-- EXCERPTED TEXT --
Although we expected to see greater improvements in function and gait patterns after the intervention, the findings of this case report suggest several areas related to intensive suit therapy that warrant further investigation. The observed changes in hip and knee motion, and pelvis and trunk symmetry have the potential to translate into more energy efficient walking patterns. We speculate that improved energy expenditure during walking and other functional activities may be one of the most beneficial outcomes of intensive therapy programs; however, we did not include measures of metabolic cost in this study, and it remains an important area for future work. Further delineation of the benefits of intensive therapy with or without a suit would be beneficial. Finally, all intensive therapy programs require commitment and compliance of the patients and families. The 2 children and families in this case report showed high compliance with the program, and anecdotal comments from previous work14 suggests parent satisfaction with intense therapy programs. However, further research is needed to determine whether there are certain characteristics of children and families that choose intensive programs over other modes of service delivery.
We acknowledge the case report design used in this study limits the applicability of the results. Further, families that have participated in intensive suit programs have reported that functional changes are not observed immediately after the intervention, suggesting that a longitudinal follow-up would be useful. Both participants in this case report completed the training program, although participant 2 reported knee pain before and throughout the intervention, which could have been a confounding factor in functional gains. The use of more sensitive measures of motor function and quality of movement may have provided useful information regarding the benefits of intensive suit therapy.
Both participants in this case report showed minimal gains in some areas and decline in other areas of functional performance after the Therasuit Method of intensive suit therapy as measured by dimensions D and E of the GMFM and the PEDI. We noted small but potentially important changes in gait movement patterns after participation in this intensive program. Further investigation with larger sample sizes is needed to examine the different components of the Therasuit Method before conclusions can be drawn as to the effectiveness of the program. Finally, this program is available at a substantial cost, and the benefits obtained may not be worth the investment.

-- TASKS TO PERFORM --
(A) From the case report on intensive suit therapy, extract the passage starting with "We acknowledge the" and going on through "intensive suit therapy.".
(B) Translate this sentence from the case report on intensive suit therapy into French: "Further delineation of the benefits of intensive therapy with or without a suit would be beneficial."
The rows that follow are separate material and are unrelated to the case report on intensive suit therapy.

-- PROVIDED INFORMATION --
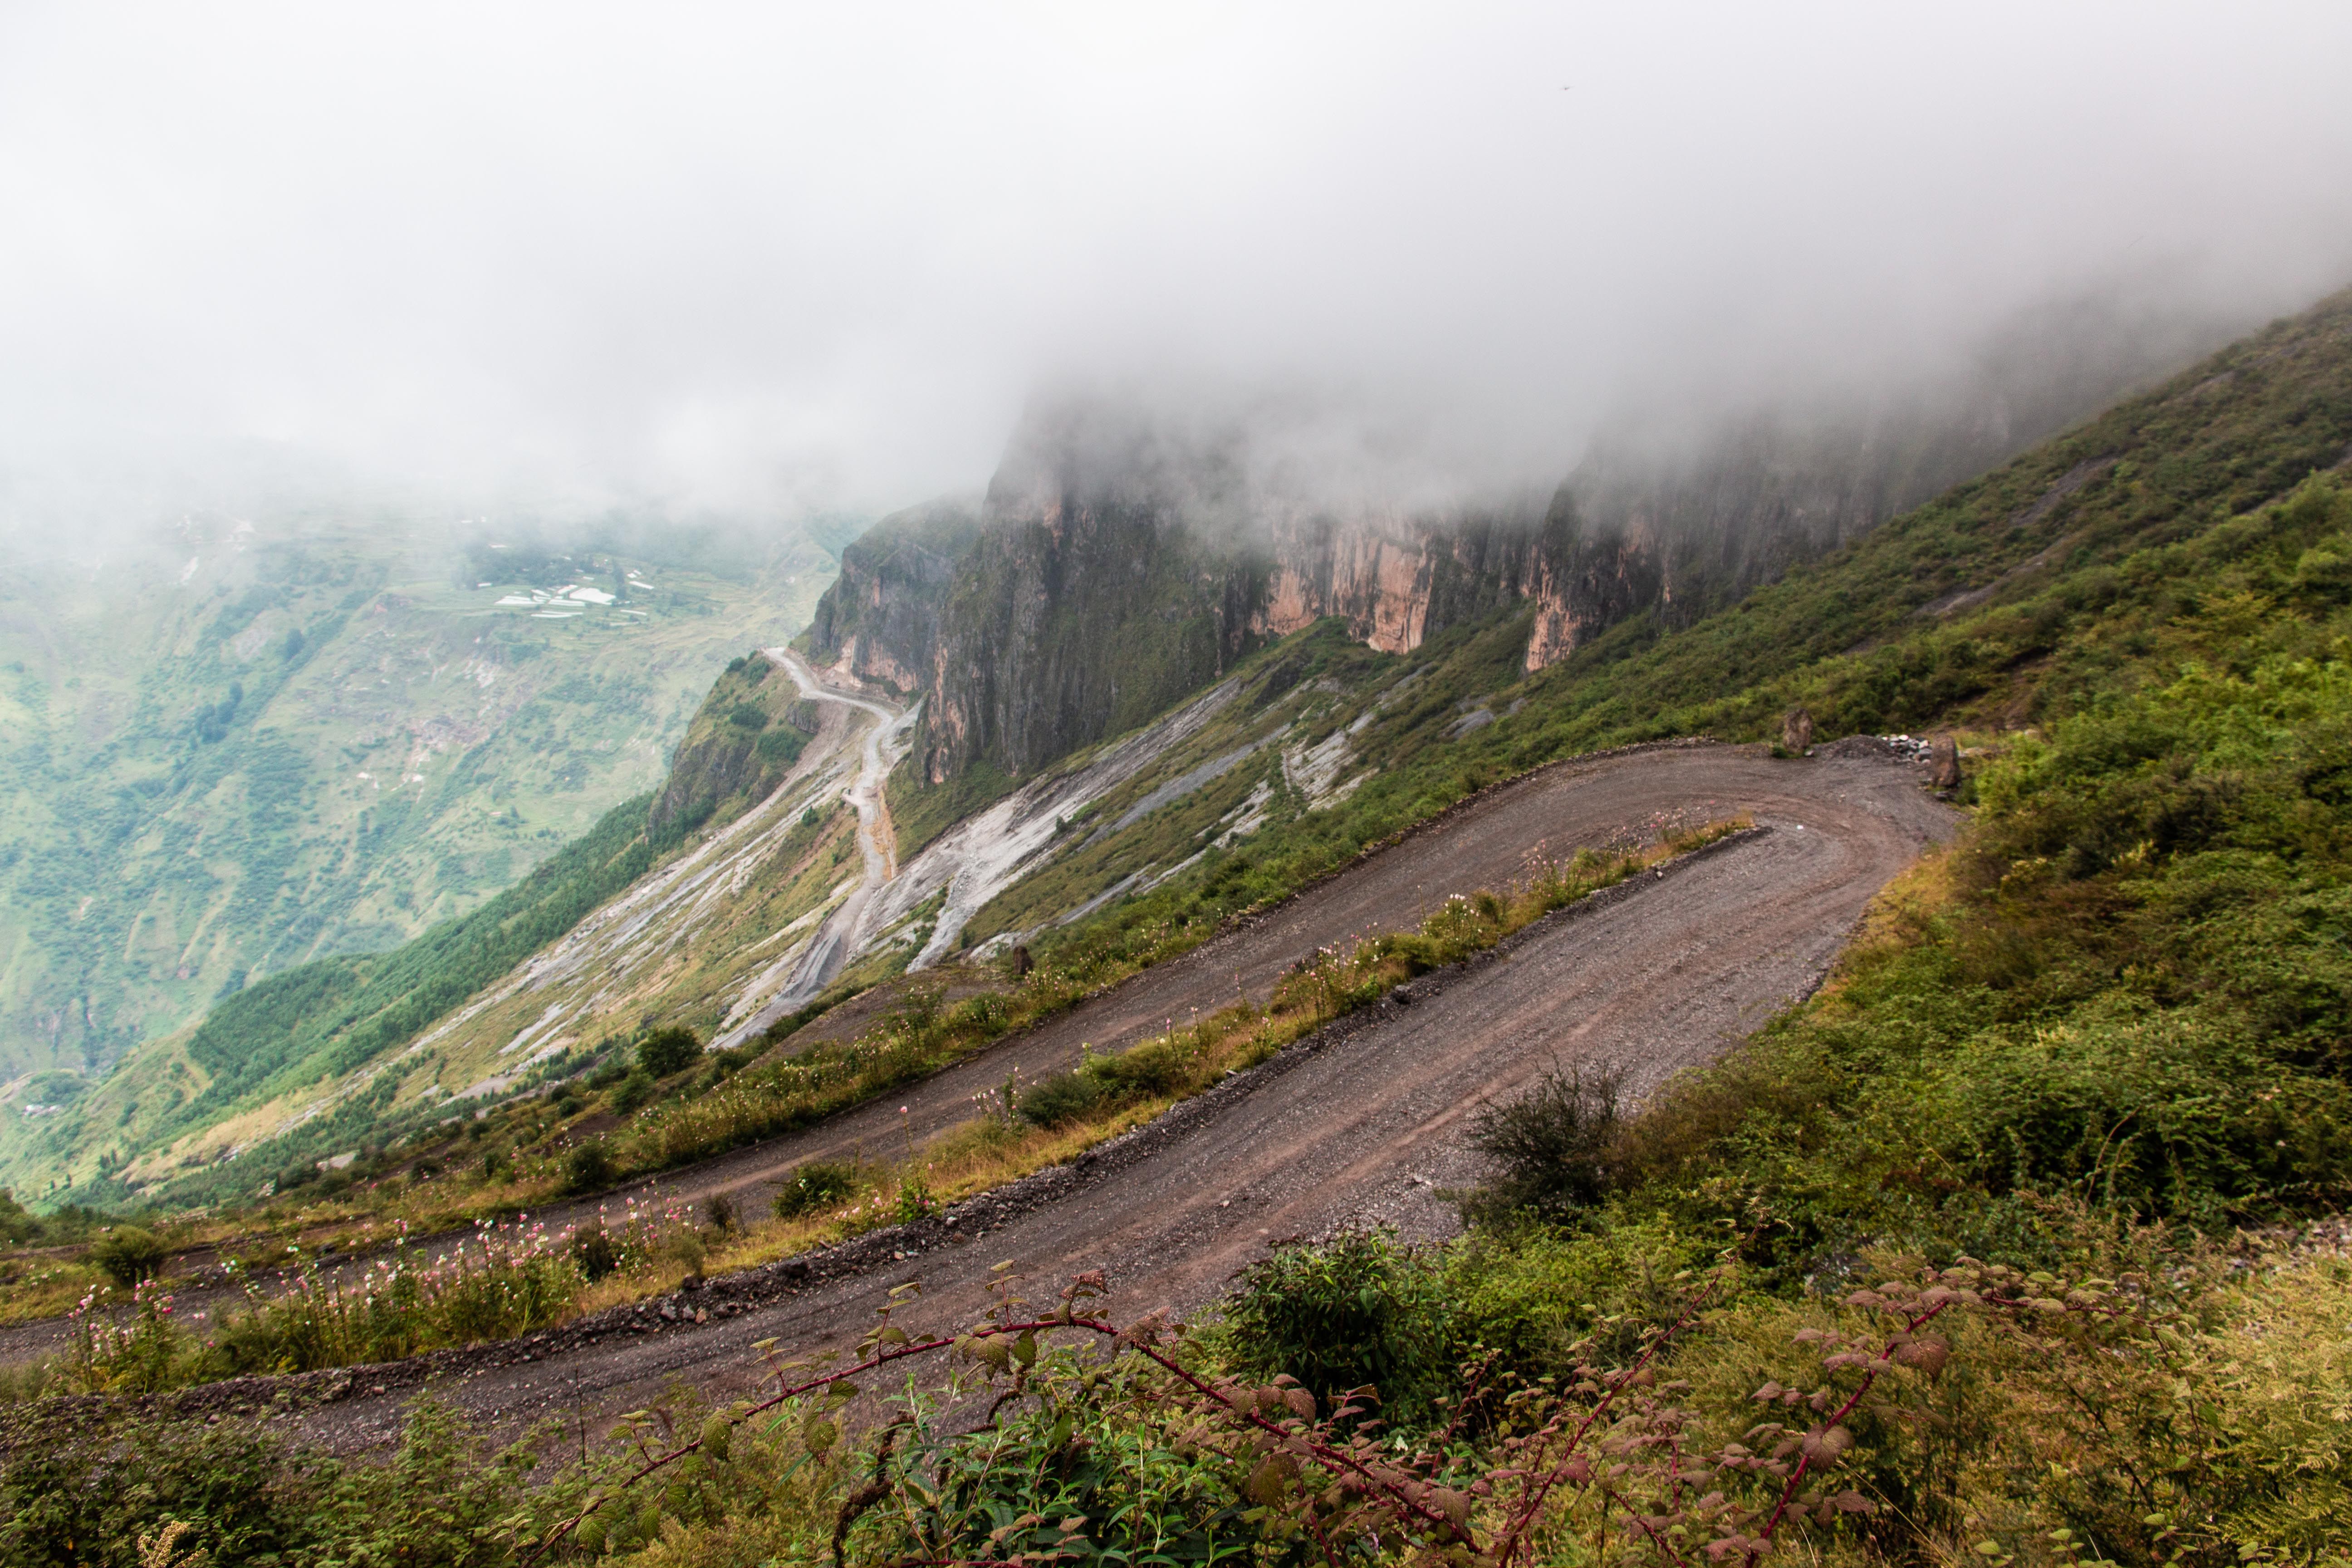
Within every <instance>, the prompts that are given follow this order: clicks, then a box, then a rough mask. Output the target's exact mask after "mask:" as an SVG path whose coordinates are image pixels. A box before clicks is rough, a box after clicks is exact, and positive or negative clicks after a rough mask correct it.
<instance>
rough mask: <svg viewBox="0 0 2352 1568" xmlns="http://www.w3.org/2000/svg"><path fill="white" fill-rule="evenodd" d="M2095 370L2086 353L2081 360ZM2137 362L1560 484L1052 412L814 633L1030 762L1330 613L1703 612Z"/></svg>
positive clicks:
...
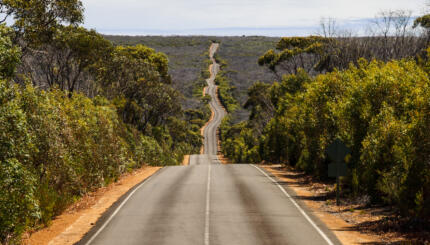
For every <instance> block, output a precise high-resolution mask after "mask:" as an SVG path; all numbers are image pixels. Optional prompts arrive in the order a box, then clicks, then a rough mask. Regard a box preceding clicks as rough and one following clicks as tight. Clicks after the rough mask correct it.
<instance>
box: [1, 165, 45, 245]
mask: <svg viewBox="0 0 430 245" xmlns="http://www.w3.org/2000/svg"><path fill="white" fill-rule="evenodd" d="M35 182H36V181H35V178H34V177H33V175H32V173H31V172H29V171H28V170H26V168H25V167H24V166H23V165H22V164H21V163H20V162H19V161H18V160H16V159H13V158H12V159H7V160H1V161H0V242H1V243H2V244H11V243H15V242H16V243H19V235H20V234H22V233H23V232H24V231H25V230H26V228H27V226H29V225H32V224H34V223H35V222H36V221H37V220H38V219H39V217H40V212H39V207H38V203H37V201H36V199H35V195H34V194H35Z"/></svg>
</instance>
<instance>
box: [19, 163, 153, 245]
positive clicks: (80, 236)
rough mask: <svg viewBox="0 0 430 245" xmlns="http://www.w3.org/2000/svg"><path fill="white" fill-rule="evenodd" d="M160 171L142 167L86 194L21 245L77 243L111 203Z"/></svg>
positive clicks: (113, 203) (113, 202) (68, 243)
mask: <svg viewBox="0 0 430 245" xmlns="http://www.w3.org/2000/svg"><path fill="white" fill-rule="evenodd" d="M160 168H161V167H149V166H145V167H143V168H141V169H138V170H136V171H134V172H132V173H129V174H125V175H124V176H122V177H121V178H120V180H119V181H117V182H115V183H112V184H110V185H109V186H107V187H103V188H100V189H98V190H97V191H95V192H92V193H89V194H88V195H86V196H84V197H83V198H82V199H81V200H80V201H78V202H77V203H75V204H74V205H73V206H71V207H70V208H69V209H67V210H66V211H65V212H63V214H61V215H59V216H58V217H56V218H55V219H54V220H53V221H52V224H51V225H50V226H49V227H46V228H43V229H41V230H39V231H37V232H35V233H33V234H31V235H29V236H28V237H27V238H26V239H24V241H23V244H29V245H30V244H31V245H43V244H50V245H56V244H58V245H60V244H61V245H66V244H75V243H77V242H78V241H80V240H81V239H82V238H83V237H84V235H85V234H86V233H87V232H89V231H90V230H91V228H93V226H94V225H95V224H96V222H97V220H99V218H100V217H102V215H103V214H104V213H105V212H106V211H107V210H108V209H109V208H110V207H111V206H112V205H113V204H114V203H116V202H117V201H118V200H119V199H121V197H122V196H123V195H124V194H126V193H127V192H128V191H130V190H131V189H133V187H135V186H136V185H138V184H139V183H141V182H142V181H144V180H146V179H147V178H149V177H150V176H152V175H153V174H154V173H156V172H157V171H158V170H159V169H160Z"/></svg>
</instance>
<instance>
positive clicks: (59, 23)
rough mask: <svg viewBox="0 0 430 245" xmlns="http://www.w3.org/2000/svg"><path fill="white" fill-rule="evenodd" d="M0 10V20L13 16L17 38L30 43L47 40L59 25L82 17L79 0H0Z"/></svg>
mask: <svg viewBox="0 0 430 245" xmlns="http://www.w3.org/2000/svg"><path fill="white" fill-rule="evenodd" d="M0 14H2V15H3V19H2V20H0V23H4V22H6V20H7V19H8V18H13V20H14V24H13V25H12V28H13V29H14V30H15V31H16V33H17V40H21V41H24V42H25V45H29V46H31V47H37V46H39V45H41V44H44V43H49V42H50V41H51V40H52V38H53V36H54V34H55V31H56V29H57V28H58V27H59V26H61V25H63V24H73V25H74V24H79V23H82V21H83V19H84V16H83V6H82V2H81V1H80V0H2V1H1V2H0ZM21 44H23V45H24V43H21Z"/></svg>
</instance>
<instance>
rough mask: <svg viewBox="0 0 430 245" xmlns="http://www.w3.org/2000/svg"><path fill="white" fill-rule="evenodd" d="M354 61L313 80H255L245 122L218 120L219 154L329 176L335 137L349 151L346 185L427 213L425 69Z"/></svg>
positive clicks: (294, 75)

-- RESPONSE LIST --
(A)
We acknowledge the case report design used in this study limits the applicability of the results. Further, families that have participated in intensive suit programs have reported that functional changes are not observed immediately after the intervention, suggesting that a longitudinal follow-up would be useful. Both participants in this case report completed the training program, although participant 2 reported knee pain before and throughout the intervention, which could have been a confounding factor in functional gains. The use of more sensitive measures of motor function and quality of movement may have provided useful information regarding the benefits of intensive suit therapy.

(B) Une délimitation plus précise des avantages de la thérapie intensive avec ou sans combinaison serait bénéfique.